(TASK DESCRIPTION) Pull out every line below that contains the word "green" and copy each one in full. Case counts.

Records in a dataset:

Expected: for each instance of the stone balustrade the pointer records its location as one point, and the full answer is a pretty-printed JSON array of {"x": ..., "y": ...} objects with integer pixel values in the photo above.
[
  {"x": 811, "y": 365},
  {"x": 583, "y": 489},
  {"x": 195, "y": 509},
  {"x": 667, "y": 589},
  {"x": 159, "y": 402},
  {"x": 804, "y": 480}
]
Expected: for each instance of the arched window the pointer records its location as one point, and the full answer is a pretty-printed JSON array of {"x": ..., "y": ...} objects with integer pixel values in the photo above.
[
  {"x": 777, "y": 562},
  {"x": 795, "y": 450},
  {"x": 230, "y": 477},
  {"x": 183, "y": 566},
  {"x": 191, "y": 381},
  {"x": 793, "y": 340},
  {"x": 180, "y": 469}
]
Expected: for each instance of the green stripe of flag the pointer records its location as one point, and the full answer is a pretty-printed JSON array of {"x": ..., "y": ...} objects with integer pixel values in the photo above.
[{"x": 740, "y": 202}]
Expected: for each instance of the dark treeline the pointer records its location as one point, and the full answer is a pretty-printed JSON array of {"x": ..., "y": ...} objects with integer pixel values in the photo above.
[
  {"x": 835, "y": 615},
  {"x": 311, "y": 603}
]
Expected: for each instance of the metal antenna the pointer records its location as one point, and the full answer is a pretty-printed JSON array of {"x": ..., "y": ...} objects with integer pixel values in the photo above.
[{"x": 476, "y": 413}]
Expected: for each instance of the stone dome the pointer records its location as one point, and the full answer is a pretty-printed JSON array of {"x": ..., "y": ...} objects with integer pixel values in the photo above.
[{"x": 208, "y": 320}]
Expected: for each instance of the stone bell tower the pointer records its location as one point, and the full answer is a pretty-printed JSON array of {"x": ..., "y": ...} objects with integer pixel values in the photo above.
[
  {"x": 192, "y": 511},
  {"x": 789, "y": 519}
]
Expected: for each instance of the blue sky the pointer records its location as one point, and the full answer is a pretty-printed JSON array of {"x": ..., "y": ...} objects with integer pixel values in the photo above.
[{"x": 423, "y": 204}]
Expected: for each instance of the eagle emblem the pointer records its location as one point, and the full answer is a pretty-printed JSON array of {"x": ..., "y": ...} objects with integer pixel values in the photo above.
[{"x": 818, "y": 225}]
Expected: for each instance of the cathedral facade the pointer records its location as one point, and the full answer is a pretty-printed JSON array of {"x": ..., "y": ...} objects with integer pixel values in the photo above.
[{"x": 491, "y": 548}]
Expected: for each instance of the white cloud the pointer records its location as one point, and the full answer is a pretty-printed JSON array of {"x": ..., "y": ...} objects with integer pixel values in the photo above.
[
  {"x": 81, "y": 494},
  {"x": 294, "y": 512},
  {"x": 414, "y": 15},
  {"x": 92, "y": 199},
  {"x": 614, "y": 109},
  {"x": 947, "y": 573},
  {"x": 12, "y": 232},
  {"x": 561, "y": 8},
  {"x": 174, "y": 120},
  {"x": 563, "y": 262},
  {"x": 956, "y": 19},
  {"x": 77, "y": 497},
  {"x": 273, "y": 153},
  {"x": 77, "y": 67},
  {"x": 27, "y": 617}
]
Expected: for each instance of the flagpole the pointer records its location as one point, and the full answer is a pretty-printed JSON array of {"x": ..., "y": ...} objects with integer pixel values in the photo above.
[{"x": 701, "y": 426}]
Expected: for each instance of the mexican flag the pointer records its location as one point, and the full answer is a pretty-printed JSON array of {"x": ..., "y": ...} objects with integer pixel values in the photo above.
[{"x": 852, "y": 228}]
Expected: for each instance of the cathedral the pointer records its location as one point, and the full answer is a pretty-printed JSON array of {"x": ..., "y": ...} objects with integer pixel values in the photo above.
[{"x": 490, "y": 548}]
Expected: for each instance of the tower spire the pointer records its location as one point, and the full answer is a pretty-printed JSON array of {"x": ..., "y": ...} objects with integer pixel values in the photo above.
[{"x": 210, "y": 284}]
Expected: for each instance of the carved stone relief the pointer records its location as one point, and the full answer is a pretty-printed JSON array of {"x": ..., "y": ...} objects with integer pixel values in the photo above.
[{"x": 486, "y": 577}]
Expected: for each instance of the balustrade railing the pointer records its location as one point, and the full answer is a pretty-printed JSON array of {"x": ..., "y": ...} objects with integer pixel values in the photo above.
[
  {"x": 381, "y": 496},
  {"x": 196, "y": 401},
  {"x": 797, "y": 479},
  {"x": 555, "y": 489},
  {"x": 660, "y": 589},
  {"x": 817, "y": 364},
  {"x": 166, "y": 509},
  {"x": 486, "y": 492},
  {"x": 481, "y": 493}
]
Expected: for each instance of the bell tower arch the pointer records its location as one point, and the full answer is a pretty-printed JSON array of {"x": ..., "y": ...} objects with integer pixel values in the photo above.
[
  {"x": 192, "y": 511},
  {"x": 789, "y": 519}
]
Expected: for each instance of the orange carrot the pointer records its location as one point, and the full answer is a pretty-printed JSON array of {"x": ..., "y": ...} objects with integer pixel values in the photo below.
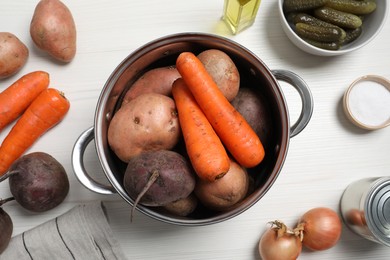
[
  {"x": 231, "y": 127},
  {"x": 17, "y": 97},
  {"x": 45, "y": 111},
  {"x": 204, "y": 148}
]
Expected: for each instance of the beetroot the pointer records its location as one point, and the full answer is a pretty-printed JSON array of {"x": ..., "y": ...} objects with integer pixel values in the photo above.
[
  {"x": 38, "y": 182},
  {"x": 156, "y": 178}
]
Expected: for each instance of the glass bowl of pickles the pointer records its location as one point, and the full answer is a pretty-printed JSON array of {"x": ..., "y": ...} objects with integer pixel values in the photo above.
[{"x": 332, "y": 27}]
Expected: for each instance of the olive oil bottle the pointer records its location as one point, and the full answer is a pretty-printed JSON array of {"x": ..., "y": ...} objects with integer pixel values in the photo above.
[{"x": 240, "y": 14}]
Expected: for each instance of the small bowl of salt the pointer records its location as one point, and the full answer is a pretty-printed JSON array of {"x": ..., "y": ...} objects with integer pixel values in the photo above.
[{"x": 367, "y": 102}]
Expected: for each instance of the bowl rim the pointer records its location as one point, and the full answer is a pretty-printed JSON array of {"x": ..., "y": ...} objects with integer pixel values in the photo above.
[{"x": 305, "y": 46}]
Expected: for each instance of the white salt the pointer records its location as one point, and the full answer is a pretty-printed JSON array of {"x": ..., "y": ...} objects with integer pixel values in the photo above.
[{"x": 369, "y": 103}]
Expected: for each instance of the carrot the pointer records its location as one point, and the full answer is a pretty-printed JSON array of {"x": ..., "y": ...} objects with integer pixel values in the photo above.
[
  {"x": 204, "y": 148},
  {"x": 231, "y": 127},
  {"x": 17, "y": 97},
  {"x": 45, "y": 111}
]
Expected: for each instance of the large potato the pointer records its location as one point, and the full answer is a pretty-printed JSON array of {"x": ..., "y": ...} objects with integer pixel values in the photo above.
[
  {"x": 222, "y": 194},
  {"x": 223, "y": 71},
  {"x": 158, "y": 80},
  {"x": 13, "y": 54},
  {"x": 53, "y": 30},
  {"x": 148, "y": 122}
]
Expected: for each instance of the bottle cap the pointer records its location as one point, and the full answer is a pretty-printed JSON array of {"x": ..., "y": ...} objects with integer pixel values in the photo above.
[{"x": 367, "y": 102}]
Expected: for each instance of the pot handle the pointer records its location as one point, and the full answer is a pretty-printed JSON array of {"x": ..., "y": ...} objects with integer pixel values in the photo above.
[
  {"x": 78, "y": 164},
  {"x": 307, "y": 98}
]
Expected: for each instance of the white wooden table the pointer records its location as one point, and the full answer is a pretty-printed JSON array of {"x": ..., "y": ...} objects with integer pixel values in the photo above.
[{"x": 322, "y": 160}]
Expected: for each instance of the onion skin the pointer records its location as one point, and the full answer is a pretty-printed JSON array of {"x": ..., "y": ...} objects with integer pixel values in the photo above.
[
  {"x": 285, "y": 247},
  {"x": 321, "y": 228}
]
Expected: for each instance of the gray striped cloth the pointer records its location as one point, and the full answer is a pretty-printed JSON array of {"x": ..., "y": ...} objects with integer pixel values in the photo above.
[{"x": 81, "y": 233}]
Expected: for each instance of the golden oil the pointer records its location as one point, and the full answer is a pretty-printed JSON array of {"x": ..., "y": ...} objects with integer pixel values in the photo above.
[{"x": 240, "y": 14}]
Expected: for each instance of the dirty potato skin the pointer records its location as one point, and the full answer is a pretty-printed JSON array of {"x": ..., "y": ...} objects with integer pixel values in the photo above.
[
  {"x": 148, "y": 122},
  {"x": 223, "y": 71},
  {"x": 13, "y": 54},
  {"x": 53, "y": 30},
  {"x": 158, "y": 80},
  {"x": 224, "y": 193}
]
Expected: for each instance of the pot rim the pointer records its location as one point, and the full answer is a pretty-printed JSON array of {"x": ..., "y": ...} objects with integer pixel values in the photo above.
[{"x": 100, "y": 117}]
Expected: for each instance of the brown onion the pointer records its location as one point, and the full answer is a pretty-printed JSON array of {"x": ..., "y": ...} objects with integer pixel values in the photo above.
[
  {"x": 279, "y": 243},
  {"x": 321, "y": 228}
]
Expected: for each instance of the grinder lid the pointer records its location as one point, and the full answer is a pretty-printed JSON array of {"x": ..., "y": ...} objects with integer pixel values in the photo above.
[{"x": 378, "y": 210}]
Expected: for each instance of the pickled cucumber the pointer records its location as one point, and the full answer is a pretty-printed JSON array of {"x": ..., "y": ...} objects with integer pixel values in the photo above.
[
  {"x": 302, "y": 5},
  {"x": 352, "y": 35},
  {"x": 319, "y": 33},
  {"x": 353, "y": 6},
  {"x": 332, "y": 46},
  {"x": 339, "y": 18}
]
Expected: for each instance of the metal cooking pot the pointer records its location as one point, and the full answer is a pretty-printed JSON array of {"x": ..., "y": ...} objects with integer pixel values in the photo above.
[{"x": 162, "y": 52}]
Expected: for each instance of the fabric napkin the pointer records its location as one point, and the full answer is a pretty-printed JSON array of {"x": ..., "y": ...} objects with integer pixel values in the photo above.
[{"x": 81, "y": 233}]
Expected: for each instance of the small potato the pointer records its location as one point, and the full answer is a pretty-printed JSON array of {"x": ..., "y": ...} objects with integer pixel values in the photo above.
[
  {"x": 225, "y": 192},
  {"x": 158, "y": 80},
  {"x": 148, "y": 122},
  {"x": 223, "y": 71},
  {"x": 53, "y": 30},
  {"x": 13, "y": 54}
]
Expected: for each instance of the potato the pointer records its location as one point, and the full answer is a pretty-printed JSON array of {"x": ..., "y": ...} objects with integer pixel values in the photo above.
[
  {"x": 158, "y": 80},
  {"x": 254, "y": 108},
  {"x": 156, "y": 178},
  {"x": 53, "y": 30},
  {"x": 148, "y": 122},
  {"x": 225, "y": 192},
  {"x": 182, "y": 207},
  {"x": 13, "y": 54},
  {"x": 223, "y": 71}
]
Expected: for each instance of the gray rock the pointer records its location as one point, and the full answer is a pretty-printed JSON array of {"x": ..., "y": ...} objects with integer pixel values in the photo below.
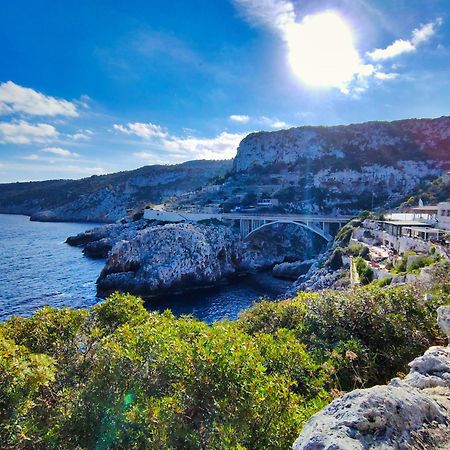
[
  {"x": 444, "y": 319},
  {"x": 413, "y": 413},
  {"x": 382, "y": 417},
  {"x": 170, "y": 258}
]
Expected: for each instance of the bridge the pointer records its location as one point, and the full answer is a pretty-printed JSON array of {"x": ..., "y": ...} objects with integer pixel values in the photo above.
[{"x": 250, "y": 224}]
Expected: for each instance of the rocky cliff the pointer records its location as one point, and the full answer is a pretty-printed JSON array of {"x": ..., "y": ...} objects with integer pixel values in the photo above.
[
  {"x": 106, "y": 198},
  {"x": 413, "y": 413},
  {"x": 151, "y": 258},
  {"x": 345, "y": 168}
]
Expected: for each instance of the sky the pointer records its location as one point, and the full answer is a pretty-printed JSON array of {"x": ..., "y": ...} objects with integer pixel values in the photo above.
[{"x": 98, "y": 86}]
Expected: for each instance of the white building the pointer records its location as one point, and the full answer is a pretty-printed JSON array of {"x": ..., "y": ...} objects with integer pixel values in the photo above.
[{"x": 443, "y": 215}]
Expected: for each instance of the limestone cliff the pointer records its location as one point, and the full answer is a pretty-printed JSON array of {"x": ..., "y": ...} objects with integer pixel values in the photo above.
[{"x": 344, "y": 168}]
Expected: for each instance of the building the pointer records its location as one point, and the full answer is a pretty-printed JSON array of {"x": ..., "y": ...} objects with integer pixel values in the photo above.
[
  {"x": 443, "y": 215},
  {"x": 268, "y": 202}
]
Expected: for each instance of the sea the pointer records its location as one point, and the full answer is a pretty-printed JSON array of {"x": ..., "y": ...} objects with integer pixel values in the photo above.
[{"x": 37, "y": 268}]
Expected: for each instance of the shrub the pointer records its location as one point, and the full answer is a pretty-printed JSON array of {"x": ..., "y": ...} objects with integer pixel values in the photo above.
[
  {"x": 122, "y": 377},
  {"x": 364, "y": 271}
]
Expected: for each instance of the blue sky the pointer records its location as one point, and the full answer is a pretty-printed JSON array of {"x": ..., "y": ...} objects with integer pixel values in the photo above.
[{"x": 96, "y": 86}]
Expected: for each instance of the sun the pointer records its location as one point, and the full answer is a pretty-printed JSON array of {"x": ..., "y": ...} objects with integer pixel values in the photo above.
[{"x": 322, "y": 52}]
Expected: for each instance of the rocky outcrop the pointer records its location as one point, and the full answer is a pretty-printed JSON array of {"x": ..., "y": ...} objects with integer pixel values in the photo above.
[
  {"x": 106, "y": 198},
  {"x": 152, "y": 258},
  {"x": 98, "y": 242},
  {"x": 413, "y": 413},
  {"x": 171, "y": 257},
  {"x": 350, "y": 146},
  {"x": 344, "y": 169}
]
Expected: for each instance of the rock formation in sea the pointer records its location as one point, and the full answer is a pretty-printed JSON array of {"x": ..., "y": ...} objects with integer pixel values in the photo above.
[
  {"x": 413, "y": 413},
  {"x": 152, "y": 258}
]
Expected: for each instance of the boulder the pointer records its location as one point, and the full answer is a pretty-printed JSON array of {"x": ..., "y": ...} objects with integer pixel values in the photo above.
[
  {"x": 413, "y": 413},
  {"x": 171, "y": 258}
]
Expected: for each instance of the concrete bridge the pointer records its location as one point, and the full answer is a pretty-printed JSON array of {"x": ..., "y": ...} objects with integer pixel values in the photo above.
[{"x": 249, "y": 224}]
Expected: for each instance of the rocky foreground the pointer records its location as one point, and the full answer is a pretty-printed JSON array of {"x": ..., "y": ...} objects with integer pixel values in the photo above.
[{"x": 413, "y": 413}]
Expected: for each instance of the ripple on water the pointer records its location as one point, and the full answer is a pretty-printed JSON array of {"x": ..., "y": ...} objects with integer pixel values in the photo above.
[{"x": 37, "y": 268}]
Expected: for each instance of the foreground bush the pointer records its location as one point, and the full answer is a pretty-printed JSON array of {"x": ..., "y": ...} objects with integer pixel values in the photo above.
[{"x": 122, "y": 377}]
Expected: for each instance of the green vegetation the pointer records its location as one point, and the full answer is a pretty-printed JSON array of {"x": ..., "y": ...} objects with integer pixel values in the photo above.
[
  {"x": 364, "y": 271},
  {"x": 119, "y": 376},
  {"x": 431, "y": 193},
  {"x": 412, "y": 262},
  {"x": 345, "y": 233},
  {"x": 358, "y": 249}
]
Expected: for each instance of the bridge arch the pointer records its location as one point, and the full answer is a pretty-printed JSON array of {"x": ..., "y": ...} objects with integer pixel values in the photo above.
[{"x": 309, "y": 227}]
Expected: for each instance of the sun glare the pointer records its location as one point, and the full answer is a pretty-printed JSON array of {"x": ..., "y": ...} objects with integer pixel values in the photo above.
[{"x": 321, "y": 51}]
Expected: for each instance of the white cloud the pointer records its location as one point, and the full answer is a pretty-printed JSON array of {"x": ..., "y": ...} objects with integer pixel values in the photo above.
[
  {"x": 143, "y": 130},
  {"x": 15, "y": 99},
  {"x": 402, "y": 46},
  {"x": 58, "y": 151},
  {"x": 32, "y": 157},
  {"x": 323, "y": 59},
  {"x": 278, "y": 15},
  {"x": 81, "y": 135},
  {"x": 241, "y": 118},
  {"x": 386, "y": 76},
  {"x": 22, "y": 132}
]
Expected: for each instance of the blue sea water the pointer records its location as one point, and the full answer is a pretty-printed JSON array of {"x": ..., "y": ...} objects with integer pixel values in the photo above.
[{"x": 37, "y": 268}]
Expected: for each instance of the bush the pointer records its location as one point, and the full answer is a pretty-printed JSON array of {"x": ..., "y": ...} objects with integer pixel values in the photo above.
[
  {"x": 364, "y": 335},
  {"x": 364, "y": 271},
  {"x": 122, "y": 377}
]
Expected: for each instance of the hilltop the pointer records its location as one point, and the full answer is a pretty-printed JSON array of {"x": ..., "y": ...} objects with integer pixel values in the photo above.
[
  {"x": 106, "y": 198},
  {"x": 338, "y": 169}
]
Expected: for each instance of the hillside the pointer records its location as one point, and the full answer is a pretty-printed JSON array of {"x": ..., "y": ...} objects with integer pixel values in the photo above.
[
  {"x": 105, "y": 198},
  {"x": 344, "y": 168}
]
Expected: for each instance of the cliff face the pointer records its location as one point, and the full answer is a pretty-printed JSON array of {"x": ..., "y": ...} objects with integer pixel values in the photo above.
[
  {"x": 105, "y": 198},
  {"x": 351, "y": 147},
  {"x": 345, "y": 168}
]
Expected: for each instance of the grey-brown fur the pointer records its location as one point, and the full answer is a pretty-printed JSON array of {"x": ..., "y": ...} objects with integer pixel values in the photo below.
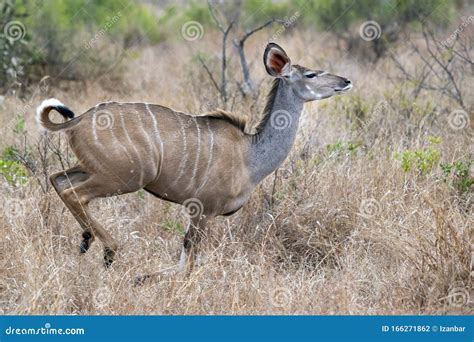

(RESULT FOR THIS TASK)
Expected: for each instance of the green stripe of flag the pointer records its location as one point, and the full answer is a pretty-printed JSON array of {"x": ..., "y": ...} objects with integer pixel values in the photo above.
Expected: for each instance of the green vegetation the pointer records its location as one point, and the full answer is a pretty-printed JSON array of {"x": ..., "y": ...} objects with integer pixel values in the photo above.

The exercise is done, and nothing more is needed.